──────── ENREGISTREMENTS EXTRAITS ────────

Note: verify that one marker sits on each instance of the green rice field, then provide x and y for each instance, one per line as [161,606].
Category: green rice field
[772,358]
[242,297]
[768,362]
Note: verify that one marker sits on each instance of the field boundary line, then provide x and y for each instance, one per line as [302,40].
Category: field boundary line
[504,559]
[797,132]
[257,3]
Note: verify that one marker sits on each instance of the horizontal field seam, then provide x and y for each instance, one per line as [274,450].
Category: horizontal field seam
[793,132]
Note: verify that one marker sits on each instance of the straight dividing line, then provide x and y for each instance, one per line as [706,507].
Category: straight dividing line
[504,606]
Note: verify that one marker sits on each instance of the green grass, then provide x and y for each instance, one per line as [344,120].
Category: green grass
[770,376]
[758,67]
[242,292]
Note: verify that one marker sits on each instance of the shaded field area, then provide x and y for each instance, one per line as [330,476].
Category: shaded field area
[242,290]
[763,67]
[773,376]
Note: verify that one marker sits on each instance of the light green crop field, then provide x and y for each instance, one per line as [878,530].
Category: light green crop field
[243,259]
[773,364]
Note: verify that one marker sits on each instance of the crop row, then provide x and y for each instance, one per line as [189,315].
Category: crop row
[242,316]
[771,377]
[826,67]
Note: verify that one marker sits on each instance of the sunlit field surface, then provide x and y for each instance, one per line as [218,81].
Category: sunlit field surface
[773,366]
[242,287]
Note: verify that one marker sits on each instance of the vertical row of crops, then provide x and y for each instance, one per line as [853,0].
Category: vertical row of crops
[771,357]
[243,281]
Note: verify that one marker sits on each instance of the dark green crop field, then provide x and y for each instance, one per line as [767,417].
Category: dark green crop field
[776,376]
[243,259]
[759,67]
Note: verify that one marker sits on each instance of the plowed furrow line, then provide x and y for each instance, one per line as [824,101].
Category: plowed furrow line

────────

== VOTRE TÂCHE ==
Recopiez à l'identique toutes les lignes ci-dessus.

== RÉSULTAT CI-DESSOUS ==
Note: verify that one marker sits on each instance of the green rice field, then provide x and y for each instance, one per line as [161,606].
Category: green rice field
[772,358]
[242,297]
[768,362]
Note: verify that one marker sits on each instance of the field boundary line, then provide x and y for each instance, one per line as [302,40].
Category: field boundary line
[504,559]
[797,132]
[257,3]
Note: verify that one marker sits on each instance of the horizontal field seam, then provide x and y for each instance, one per line as [274,450].
Category: horizontal field seam
[793,132]
Note: verify that one marker sits on each instance of the straight dividing line, then provide x and y for each instance, one per line as [706,507].
Category: straight dividing line
[504,606]
Note: verify that one marker sits on each instance of the green grass, then provide x and y for each instance, one per line as [344,120].
Category: green grass
[770,376]
[758,67]
[242,292]
Note: verify that one marker sits on each instance of the shaded field area, then provide x and y for each instance, one per line as [330,476].
Category: shaded field area
[242,290]
[763,67]
[773,376]
Note: verify that one marker sits on each instance of the light green crop field, then provide x and y for each instance, one per line as [878,530].
Category: light green crop field
[243,259]
[773,364]
Note: verify that one marker sits on each instance of the crop row, then provide x and y for each instance, one per line as [189,315].
Category: crop row
[242,316]
[771,377]
[826,67]
Note: verify that one marker sits on each instance of the sunlit field surface, then provide x and y for each instance, one per line as [218,81].
Category: sunlit field surface
[773,366]
[242,287]
Note: verify that one marker sits on each instance of the vertical row of crops, then provide x and y for each instance, one per line as [853,0].
Category: vertical row of crops
[771,357]
[243,281]
Note: verify that one marker sits on each instance of the dark green crop field, then provide x and y for each instance, one per line as [767,417].
Category: dark green crop field
[776,376]
[243,259]
[759,67]
Note: verify that one marker sits on each instance of the plowed furrow line, then provide x and y for each instance, one per line as [824,101].
Category: plowed furrow line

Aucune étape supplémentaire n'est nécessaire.